- _REQUIREMENTS_: Select every line in the items below that contains the word "lavender", and copy each one out.
___ ENTRIES SUPPLIED
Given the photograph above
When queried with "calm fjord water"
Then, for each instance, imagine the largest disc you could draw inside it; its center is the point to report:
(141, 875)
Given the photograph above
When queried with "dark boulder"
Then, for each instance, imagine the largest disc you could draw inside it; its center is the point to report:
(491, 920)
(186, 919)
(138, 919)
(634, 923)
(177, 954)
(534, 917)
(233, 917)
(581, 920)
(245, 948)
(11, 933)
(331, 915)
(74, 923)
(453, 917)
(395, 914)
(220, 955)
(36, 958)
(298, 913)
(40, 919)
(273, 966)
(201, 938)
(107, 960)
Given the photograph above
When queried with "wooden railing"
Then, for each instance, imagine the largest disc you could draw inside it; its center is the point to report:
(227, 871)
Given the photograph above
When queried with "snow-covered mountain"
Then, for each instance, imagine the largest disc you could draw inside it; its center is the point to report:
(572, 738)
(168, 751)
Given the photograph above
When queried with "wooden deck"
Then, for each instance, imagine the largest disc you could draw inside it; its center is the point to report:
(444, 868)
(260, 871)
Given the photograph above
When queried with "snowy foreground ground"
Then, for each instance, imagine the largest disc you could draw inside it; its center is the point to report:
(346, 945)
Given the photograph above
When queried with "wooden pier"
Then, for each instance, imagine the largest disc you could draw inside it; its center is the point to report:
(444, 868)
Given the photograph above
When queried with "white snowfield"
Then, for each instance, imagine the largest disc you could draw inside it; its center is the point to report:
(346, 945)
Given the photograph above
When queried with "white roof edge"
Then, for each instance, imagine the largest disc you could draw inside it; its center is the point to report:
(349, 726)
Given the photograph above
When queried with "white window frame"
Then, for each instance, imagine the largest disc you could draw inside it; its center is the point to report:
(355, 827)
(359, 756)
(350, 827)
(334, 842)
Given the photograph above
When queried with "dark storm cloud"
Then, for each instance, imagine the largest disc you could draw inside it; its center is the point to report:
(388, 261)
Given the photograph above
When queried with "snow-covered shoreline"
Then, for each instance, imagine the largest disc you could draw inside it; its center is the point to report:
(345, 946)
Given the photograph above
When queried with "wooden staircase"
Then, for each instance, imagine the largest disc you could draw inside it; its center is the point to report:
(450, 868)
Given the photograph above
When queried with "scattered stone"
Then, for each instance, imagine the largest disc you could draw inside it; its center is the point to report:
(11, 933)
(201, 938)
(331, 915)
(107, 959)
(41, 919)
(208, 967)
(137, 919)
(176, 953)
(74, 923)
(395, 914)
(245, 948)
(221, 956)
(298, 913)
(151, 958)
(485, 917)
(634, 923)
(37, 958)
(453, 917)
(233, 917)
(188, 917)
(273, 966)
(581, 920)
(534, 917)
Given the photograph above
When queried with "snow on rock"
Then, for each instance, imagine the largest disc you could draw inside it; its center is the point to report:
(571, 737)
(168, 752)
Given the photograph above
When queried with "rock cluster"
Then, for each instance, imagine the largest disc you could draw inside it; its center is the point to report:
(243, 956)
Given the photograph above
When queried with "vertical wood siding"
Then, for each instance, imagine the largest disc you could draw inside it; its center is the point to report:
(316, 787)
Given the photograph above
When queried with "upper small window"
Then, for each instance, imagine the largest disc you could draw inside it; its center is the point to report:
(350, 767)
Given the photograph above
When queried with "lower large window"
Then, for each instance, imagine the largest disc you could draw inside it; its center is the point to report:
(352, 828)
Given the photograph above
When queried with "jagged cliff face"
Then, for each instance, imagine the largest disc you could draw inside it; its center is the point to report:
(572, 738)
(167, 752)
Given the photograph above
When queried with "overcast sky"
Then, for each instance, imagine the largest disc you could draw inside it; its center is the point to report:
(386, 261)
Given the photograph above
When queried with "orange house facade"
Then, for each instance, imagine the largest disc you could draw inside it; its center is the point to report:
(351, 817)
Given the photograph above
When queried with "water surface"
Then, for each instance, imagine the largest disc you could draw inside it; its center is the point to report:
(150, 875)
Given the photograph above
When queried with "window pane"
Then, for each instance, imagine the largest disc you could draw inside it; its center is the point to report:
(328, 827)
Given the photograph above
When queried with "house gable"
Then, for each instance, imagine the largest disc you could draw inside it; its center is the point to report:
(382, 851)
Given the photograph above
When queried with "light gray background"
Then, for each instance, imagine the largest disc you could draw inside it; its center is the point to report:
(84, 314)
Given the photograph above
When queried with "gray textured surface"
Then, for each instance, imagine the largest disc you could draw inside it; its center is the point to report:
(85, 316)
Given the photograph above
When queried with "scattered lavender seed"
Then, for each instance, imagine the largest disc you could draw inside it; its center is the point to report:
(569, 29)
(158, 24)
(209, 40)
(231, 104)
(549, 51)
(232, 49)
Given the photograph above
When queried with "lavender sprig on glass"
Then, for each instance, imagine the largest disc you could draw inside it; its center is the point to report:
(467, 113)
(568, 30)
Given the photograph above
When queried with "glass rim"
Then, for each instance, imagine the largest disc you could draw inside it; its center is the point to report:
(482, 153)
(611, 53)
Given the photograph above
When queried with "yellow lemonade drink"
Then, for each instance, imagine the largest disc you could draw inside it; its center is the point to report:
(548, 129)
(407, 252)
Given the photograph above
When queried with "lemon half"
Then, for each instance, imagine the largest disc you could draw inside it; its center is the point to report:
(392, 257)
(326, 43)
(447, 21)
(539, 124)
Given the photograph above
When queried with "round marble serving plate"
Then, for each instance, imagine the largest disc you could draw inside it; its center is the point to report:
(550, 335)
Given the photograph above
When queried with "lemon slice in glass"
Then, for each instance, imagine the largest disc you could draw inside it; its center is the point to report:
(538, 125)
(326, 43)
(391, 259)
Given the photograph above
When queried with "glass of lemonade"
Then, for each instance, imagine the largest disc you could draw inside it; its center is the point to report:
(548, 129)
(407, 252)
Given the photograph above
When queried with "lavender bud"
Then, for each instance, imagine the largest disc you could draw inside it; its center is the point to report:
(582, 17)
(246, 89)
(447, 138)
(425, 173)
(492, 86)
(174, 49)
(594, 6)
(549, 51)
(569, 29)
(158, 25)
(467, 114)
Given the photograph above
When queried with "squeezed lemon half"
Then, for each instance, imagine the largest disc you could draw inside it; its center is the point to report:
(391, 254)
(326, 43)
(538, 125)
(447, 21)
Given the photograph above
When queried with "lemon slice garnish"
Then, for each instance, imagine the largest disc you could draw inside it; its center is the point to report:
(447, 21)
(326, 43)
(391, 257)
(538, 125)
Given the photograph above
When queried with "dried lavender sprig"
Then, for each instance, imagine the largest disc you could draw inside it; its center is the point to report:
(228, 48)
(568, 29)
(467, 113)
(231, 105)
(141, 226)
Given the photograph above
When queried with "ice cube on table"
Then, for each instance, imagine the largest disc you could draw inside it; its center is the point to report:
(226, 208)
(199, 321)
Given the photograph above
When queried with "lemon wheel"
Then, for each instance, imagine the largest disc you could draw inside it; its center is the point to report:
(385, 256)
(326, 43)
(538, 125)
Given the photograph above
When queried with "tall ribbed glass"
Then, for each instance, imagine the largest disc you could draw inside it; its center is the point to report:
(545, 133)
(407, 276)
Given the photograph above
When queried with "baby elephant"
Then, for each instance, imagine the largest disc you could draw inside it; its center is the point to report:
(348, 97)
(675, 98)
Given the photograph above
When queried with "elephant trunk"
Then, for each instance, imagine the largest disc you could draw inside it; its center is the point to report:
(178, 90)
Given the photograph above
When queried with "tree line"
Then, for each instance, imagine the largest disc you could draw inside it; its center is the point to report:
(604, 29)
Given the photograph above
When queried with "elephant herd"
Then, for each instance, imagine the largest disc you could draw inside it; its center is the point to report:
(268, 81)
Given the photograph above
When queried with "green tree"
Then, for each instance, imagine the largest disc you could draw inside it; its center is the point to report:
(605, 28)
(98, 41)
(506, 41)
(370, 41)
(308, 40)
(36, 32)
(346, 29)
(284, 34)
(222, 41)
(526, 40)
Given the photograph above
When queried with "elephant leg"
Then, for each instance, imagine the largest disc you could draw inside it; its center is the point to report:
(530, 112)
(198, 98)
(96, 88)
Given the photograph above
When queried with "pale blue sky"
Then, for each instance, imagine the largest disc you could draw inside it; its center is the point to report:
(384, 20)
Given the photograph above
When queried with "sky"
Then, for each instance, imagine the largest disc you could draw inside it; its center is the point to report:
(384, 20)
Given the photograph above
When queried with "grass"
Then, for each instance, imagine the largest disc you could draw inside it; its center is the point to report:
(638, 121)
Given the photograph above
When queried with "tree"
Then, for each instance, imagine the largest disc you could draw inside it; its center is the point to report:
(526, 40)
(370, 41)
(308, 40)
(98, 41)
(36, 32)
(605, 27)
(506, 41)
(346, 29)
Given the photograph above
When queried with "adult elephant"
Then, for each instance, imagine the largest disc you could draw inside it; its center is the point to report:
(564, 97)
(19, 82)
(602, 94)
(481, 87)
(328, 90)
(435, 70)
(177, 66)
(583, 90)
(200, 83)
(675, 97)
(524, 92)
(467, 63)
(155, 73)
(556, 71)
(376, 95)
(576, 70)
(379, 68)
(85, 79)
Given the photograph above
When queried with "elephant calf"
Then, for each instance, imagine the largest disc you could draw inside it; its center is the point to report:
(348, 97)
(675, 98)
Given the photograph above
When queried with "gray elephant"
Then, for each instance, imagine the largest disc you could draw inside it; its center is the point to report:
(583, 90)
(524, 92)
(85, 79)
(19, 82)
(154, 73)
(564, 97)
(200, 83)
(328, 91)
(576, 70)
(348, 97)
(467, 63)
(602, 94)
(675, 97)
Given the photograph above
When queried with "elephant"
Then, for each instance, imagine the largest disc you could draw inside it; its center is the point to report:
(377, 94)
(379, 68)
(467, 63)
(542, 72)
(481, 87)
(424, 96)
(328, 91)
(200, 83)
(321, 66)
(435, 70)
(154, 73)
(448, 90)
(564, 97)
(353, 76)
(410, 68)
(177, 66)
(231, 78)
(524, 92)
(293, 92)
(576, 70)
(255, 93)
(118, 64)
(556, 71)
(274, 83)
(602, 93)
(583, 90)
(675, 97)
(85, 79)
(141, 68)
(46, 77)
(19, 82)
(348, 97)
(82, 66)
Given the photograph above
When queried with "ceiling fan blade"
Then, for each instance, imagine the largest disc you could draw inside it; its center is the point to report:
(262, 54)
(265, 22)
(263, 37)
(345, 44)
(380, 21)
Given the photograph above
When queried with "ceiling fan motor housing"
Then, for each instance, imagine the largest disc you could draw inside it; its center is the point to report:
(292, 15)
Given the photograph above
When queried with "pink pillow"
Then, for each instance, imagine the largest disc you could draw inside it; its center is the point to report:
______
- _TASK ANSWER_:
When queried with "scattered lavender seed"
When queried with "lavender sprig on glass"
When queried with "lavender bud"
When queried with "dried lavender sprig"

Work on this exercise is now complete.